__GIVEN PROBLEM__. Will you print the material below without altering a single character?

____________

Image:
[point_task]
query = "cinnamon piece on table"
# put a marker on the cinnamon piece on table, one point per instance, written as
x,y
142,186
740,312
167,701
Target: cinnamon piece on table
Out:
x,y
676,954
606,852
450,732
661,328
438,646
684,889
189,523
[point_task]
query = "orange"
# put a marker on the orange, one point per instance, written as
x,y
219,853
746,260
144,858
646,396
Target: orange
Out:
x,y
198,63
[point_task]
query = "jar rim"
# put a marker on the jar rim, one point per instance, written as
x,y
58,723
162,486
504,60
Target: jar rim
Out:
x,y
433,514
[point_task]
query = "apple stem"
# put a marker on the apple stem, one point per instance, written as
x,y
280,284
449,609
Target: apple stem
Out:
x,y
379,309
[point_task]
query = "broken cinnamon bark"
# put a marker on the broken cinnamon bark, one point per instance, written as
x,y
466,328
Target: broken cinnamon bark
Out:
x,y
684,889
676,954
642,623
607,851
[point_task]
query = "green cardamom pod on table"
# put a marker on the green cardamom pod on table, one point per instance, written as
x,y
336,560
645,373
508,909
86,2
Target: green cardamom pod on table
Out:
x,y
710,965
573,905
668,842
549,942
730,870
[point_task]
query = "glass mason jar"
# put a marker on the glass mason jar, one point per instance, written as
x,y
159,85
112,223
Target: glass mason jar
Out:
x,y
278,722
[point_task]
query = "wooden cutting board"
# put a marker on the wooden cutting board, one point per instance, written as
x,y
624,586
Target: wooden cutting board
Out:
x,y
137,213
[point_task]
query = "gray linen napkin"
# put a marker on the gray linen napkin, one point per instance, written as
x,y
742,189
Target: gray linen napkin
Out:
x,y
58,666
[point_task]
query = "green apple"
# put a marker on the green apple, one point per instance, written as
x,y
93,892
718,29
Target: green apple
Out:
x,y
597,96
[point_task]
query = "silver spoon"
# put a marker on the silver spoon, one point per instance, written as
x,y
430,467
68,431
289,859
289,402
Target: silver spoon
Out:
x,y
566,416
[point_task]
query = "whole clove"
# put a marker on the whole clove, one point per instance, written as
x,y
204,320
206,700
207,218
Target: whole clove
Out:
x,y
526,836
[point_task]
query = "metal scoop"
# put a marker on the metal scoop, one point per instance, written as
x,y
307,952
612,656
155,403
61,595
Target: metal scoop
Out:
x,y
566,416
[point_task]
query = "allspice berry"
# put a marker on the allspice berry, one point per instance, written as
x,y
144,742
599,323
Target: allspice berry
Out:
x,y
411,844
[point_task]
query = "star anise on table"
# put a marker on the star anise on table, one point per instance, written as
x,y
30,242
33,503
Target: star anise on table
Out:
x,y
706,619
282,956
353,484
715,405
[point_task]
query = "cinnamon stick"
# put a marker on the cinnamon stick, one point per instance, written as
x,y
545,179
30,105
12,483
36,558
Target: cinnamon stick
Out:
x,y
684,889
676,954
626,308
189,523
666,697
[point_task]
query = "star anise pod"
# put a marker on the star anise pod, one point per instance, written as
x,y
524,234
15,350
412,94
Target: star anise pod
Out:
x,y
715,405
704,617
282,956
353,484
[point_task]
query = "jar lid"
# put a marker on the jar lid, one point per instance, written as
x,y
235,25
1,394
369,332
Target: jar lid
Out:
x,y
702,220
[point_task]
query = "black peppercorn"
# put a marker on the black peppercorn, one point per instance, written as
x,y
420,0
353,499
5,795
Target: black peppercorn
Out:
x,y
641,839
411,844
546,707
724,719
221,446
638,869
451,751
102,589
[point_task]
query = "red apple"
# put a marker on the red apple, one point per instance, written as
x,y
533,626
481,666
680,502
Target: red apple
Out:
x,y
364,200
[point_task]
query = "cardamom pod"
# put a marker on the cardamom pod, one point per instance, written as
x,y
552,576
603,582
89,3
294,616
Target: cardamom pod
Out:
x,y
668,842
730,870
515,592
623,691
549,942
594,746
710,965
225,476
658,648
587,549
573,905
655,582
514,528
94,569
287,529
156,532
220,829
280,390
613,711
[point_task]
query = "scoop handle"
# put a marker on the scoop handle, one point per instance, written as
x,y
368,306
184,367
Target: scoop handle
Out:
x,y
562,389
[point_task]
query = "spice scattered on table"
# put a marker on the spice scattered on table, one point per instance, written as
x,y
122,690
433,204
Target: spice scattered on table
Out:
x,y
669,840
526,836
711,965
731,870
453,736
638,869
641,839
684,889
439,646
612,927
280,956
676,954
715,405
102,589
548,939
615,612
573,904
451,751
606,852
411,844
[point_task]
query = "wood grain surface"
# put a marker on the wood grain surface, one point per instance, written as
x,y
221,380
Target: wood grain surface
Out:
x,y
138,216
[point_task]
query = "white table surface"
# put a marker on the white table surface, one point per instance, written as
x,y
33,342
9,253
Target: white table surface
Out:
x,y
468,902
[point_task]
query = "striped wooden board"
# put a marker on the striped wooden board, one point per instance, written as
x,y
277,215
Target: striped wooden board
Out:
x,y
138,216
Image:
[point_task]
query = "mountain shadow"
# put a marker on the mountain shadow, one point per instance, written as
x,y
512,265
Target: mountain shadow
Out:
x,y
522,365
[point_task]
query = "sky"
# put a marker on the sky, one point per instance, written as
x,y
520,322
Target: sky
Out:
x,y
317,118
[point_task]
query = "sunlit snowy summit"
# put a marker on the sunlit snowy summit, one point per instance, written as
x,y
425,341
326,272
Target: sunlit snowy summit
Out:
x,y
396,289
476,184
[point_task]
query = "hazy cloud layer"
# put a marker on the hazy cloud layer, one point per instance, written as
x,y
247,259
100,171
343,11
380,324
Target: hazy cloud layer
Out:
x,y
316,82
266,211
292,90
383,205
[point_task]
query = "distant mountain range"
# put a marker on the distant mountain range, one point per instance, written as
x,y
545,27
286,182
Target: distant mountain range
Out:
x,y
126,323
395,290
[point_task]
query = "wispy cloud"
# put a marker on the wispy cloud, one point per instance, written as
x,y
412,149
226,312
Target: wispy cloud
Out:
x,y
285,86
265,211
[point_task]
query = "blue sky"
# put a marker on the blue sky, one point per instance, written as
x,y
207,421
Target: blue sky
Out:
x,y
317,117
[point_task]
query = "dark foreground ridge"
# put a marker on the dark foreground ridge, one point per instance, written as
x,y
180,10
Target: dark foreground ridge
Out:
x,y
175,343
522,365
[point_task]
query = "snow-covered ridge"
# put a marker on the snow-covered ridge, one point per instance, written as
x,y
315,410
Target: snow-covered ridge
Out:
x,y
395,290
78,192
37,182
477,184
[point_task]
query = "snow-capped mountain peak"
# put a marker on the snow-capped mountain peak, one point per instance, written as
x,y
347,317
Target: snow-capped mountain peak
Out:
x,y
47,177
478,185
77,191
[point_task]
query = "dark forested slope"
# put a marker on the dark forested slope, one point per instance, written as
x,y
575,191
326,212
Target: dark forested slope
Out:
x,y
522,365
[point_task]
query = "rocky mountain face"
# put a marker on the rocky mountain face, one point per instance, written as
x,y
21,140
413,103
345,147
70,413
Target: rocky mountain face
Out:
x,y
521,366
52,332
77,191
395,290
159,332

____________

__FULL RESPONSE__.
Image:
[point_task]
query = "cinnamon piece on table"
# put a marker on the cinnamon piece on table, one point per instance, written as
x,y
142,186
740,312
167,701
Target: cinnamon piece on table
Out:
x,y
676,954
606,852
450,732
661,328
438,646
684,889
189,523
[point_task]
query = "orange"
# put a marker on the orange, one point per instance, written as
x,y
219,853
746,260
144,858
646,396
Target: orange
Out:
x,y
198,63
[point_task]
query = "jar rim"
# put a marker on the jar rim, one point per instance, written as
x,y
58,723
162,486
504,60
Target: jar rim
Out:
x,y
433,514
[point_task]
query = "apple stem"
# put a marker on the apple stem, one point per instance, written as
x,y
280,284
449,609
Target: apple stem
Out:
x,y
379,309
[point_task]
query = "broken cinnamon bark"
# put a marker on the broken cinnamon bark, one point per instance, written as
x,y
466,328
Target: broken cinnamon bark
Out:
x,y
684,889
676,954
642,623
607,851
[point_task]
query = "green cardamom pod on table"
# put a marker on the green cardamom pod on table, one point per instance, written as
x,y
336,560
645,373
508,909
86,2
Target: green cardamom pod on table
Out:
x,y
710,965
573,905
668,842
549,942
730,870
[point_task]
query = "glass mason jar"
# put a marker on the glass mason jar, one point per instance, written as
x,y
159,85
112,223
Target: glass mason jar
Out:
x,y
278,722
[point_task]
query = "wooden cutting board"
# put a marker on the wooden cutting board, one point per instance, written as
x,y
624,586
Target: wooden cutting board
Out:
x,y
137,213
[point_task]
query = "gray linen napkin"
# put a marker on the gray linen napkin, one point per instance, written as
x,y
742,189
Target: gray linen napkin
Out:
x,y
58,666
[point_task]
query = "green apple"
# put a marker on the green apple, one point per instance, written as
x,y
93,892
718,29
Target: green apple
Out:
x,y
597,96
[point_task]
query = "silver spoon"
# put a marker on the silver spoon, one point per instance, written as
x,y
430,467
68,431
289,859
289,402
Target: silver spoon
Out:
x,y
566,416
[point_task]
query = "whole clove"
# put a marker on the whole clove, one point per instance, written as
x,y
204,320
206,700
207,218
Target: whole clove
Out:
x,y
526,836
[point_task]
query = "metal scoop"
# put a marker on the metal scoop, one point per instance, written as
x,y
307,952
612,656
155,403
61,595
Target: metal scoop
Out:
x,y
566,416
[point_task]
query = "allspice berry"
# put a marker on the allspice berry, one point per instance, written as
x,y
144,742
599,323
Target: allspice berry
Out:
x,y
411,844
[point_task]
query = "star anise on table"
# put a marker on the star anise on table, one point per instance, written as
x,y
30,242
33,503
Target: star anise on table
Out:
x,y
706,619
282,956
353,484
715,405
[point_task]
query = "cinnamon stick"
# put a marker on the cinnamon stick, one point per instance, written as
x,y
545,179
30,105
12,483
36,558
Target: cinnamon stick
Out:
x,y
684,889
676,954
626,308
189,523
666,697
[point_task]
query = "star anise pod"
# put a marker on the star anise pod, one point per instance, written as
x,y
524,234
15,350
412,94
Target: star anise pod
Out:
x,y
715,405
704,617
282,956
353,484
[point_task]
query = "jar lid"
# put a marker on the jar lid, one point per instance, written as
x,y
235,25
1,394
369,332
Target: jar lid
Out:
x,y
702,220
[point_task]
query = "black peppercorn"
# put a marker on the black peppercorn, one point per instance, written as
x,y
420,0
353,499
5,795
Target: black peppercorn
Out:
x,y
641,839
411,844
546,707
724,719
221,446
638,869
451,751
102,589
[point_task]
query = "red apple"
# put a marker on the red apple, one point per instance, written as
x,y
533,626
481,666
680,502
Target: red apple
Out:
x,y
364,200
[point_task]
query = "cardamom pod"
# put a marker on the cardamom pod, one point per instance, written as
x,y
552,576
603,582
89,3
294,616
Target: cardamom pod
Out:
x,y
668,842
730,870
515,592
623,691
549,942
594,746
710,965
225,476
658,648
587,549
573,905
655,582
514,528
94,569
287,529
156,532
220,829
280,390
613,711
[point_task]
query = "scoop handle"
# put a marker on the scoop handle, one point per instance, written as
x,y
368,306
184,367
Target: scoop handle
Out:
x,y
562,389
[point_task]
query = "spice scattered on table"
# put a marker on the spice scattered on table, one point per instance, written as
x,y
122,690
433,204
Target: spice scattered on table
Out:
x,y
669,840
526,836
711,965
731,870
453,736
638,869
641,839
684,889
439,646
612,927
280,956
676,954
715,405
102,589
548,939
615,612
573,904
451,751
606,852
411,844
[point_task]
query = "wood grain surface"
# put a marker on the wood grain surface, one point per instance, written as
x,y
221,380
Target: wood grain surface
Out:
x,y
138,216
[point_task]
query = "white table surface"
# put a marker on the white table surface, one point per instance, written as
x,y
33,342
9,253
Target: white table surface
Out:
x,y
468,902
[point_task]
query = "striped wooden board"
# put a marker on the striped wooden board, one point per instance, written as
x,y
277,215
Target: striped wooden board
Out:
x,y
138,216
Image:
[point_task]
query = "mountain shadow"
# put a marker on the mountain shadow, one point per instance, written as
x,y
512,265
Target: mountain shadow
Out:
x,y
522,365
[point_task]
query = "sky"
# put a marker on the sky, one point per instance, written as
x,y
520,322
Target: sky
Out:
x,y
317,118
[point_task]
query = "sunlit snowy summit"
# put a marker on the sunlit snowy summit, one point per instance, written as
x,y
425,341
326,272
Target: sunlit snowy summit
Out:
x,y
396,289
476,184
[point_task]
query = "hazy cloud layer"
# put a marker on the hazy cloud layer, one point per instance, written as
x,y
247,259
100,171
343,11
380,324
Target: hazy cloud layer
Out:
x,y
316,82
266,211
292,90
383,205
[point_task]
query = "distant mountain range"
# put a marker on the distant mountain range, one point per instance, written as
x,y
545,27
286,182
Target: distant mountain range
Out:
x,y
126,323
395,290
[point_task]
query = "wispy cloud"
# put a marker on the wispy cloud, one point per instance, written as
x,y
412,149
226,312
Target: wispy cloud
Out:
x,y
285,86
265,211
[point_task]
query = "blue sky"
# put a marker on the blue sky, one point per instance, written as
x,y
207,421
Target: blue sky
Out:
x,y
317,117
[point_task]
query = "dark foreground ridge"
# put a marker on the dark foreground ridge, one point per instance, written as
x,y
180,10
Target: dark foreground ridge
Out:
x,y
175,343
522,365
[point_task]
query = "snow-covered ridge"
# put a marker on the snow-covered ridge, one point per instance, written as
x,y
315,410
Target: snow-covered ridge
Out:
x,y
395,290
78,192
37,182
477,184
[point_task]
query = "snow-capped mountain peak"
# put a marker on the snow-capped mountain peak, one point per instance, written as
x,y
347,317
Target: snow-capped mountain peak
Out:
x,y
47,177
478,185
77,191
[point_task]
query = "dark forested slope"
# put a marker on the dark forested slope, one point per instance, written as
x,y
575,191
326,212
Target: dark forested slope
Out:
x,y
522,365
[point_task]
query = "rocky mountain face"
# put a marker on the rocky mountain face, one point per instance, written as
x,y
21,140
413,103
345,147
70,413
Target: rocky mountain face
Out:
x,y
521,366
52,332
77,191
395,290
159,332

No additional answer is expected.